REQUIRED WORK -
Output all of the data exactly, keeping any images out of the copy.

*** Opening of DATA FOR THE TASK ***

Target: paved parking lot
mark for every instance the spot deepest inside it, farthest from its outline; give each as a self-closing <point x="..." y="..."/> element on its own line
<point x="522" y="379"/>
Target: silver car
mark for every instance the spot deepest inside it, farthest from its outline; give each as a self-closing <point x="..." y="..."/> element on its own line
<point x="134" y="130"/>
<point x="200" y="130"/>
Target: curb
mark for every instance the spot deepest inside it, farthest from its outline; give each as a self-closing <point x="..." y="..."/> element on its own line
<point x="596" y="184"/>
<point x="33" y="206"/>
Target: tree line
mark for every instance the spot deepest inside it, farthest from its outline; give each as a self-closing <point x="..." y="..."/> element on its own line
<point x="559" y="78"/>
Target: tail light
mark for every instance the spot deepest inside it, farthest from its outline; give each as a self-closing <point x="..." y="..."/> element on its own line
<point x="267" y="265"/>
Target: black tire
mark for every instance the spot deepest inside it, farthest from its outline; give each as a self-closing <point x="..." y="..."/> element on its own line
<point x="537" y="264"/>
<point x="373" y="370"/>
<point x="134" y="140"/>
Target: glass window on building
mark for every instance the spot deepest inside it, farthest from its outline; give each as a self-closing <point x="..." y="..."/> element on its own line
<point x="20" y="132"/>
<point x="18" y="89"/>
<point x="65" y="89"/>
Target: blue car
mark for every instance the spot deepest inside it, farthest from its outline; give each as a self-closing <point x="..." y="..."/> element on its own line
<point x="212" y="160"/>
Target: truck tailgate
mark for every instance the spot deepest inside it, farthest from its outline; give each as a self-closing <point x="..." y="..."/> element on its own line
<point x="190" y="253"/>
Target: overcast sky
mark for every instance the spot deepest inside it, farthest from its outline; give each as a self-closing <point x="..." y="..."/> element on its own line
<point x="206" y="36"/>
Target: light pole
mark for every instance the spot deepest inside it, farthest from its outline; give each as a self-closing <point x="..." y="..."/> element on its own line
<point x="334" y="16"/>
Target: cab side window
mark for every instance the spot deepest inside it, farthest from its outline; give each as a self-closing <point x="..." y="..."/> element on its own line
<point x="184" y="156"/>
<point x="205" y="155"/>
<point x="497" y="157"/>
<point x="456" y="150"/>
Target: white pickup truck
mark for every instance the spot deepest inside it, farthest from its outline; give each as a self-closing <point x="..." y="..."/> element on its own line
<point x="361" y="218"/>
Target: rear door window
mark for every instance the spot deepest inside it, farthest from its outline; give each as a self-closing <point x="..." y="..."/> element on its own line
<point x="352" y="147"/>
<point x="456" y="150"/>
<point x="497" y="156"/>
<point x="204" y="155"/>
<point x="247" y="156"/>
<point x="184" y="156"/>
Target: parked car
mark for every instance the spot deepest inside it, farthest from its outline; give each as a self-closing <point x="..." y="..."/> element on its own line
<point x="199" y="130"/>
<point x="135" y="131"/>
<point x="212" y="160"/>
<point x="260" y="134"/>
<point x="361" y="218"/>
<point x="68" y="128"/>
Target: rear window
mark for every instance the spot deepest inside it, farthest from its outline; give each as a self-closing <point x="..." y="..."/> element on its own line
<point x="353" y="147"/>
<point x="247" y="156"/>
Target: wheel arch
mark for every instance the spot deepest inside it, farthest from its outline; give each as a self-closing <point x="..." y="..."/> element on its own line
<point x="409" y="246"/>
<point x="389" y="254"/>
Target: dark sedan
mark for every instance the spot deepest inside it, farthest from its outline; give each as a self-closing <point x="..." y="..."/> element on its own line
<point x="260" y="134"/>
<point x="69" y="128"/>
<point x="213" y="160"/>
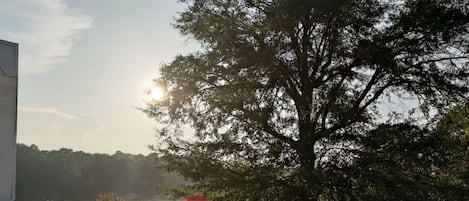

*** Close of DATA FOR THE TASK ***

TASK SOLUTION -
Target: paved parking lot
mark for every instance the spot deepest inside it, farthest from its outline; give each as a self-closing <point x="..." y="..."/> element on its own line
<point x="522" y="379"/>
Target: silver car
mark for every instance the spot deepest inside it, farthest from its outline; give each as a self-closing <point x="..." y="..."/> element on its own line
<point x="134" y="130"/>
<point x="200" y="130"/>
Target: curb
mark for every instance the spot deepest inside it, farthest from its outline; give each as a self-closing <point x="..." y="..."/> element on its own line
<point x="596" y="184"/>
<point x="33" y="206"/>
Target: tree line
mark for every instance the spot deepest inside it, farthest from its outline; give each as a self-closing <point x="..." y="..."/> element on its own line
<point x="559" y="78"/>
Target: tail light
mark for every instance the spot deepest inside it, farthest from its outline; give each as a self-closing <point x="..." y="..."/> element on its own line
<point x="267" y="265"/>
Target: black tire
mark for every instance the spot deepest inside it, farthest from its outline; give each as a self-closing <point x="..." y="..."/> element on its own line
<point x="537" y="264"/>
<point x="373" y="370"/>
<point x="134" y="140"/>
Target: glass window on building
mark for every instance the spot deepest inside it, farthest from its outline; give each as a self-closing <point x="..." y="..."/> element on its own line
<point x="20" y="132"/>
<point x="18" y="89"/>
<point x="65" y="89"/>
Target: blue car
mark for every instance the spot deepest inside it, farthest from its outline; give each as a self-closing <point x="..." y="..."/> element on its own line
<point x="212" y="160"/>
Target: truck tailgate
mark for every instance the spot deepest inside it, farthest from its outline; give each as a self-closing <point x="..." y="..."/> element on its own line
<point x="190" y="253"/>
Target: overcast sky
mark for every instance the spot deepest inside it, farthest from its outline; give each as a self-closing <point x="..." y="..."/> element on its own line
<point x="206" y="36"/>
Target: light pole
mark for every instance the spot deepest inside it, farthest from its outline; give each as a self-closing <point x="..." y="..."/> element on its own line
<point x="334" y="16"/>
Target: cab side window
mark for every instance the spot deepest inside it, farthest from its outline; give each as a self-closing <point x="..." y="..."/> element on its own line
<point x="184" y="156"/>
<point x="205" y="155"/>
<point x="497" y="157"/>
<point x="456" y="150"/>
Target: white pickup truck
mark for every instance the spot deepest inside it, farthest from its outline; give each as a self-closing <point x="..." y="..."/> element on its own line
<point x="361" y="218"/>
Target: rear door window
mark for every instance the spot deepest inside it, farthest from its outline; give each as a self-closing <point x="..." y="..."/> element on its own line
<point x="352" y="147"/>
<point x="456" y="150"/>
<point x="497" y="156"/>
<point x="204" y="155"/>
<point x="247" y="156"/>
<point x="184" y="156"/>
Target: parked car
mark for every instance the spot deepest inside it, farthest from its outline; give each as a self-closing <point x="..." y="..."/> element on its own line
<point x="199" y="130"/>
<point x="135" y="131"/>
<point x="212" y="160"/>
<point x="260" y="134"/>
<point x="361" y="218"/>
<point x="68" y="128"/>
Target: rear window
mark for every instance the spot deepest inside it, farthest from its outline; give each as a self-closing <point x="..." y="..."/> element on its own line
<point x="353" y="147"/>
<point x="247" y="156"/>
Target: wheel arch
mark for every instance the spot deepest inside it, farthest from its outline; give each as a self-closing <point x="..." y="..."/> element on its own line
<point x="409" y="246"/>
<point x="389" y="254"/>
Target: dark sedan
mark for every instance the spot deepest inside it, farthest from its outline; give each as a self-closing <point x="..." y="..."/> element on its own line
<point x="260" y="134"/>
<point x="69" y="128"/>
<point x="213" y="160"/>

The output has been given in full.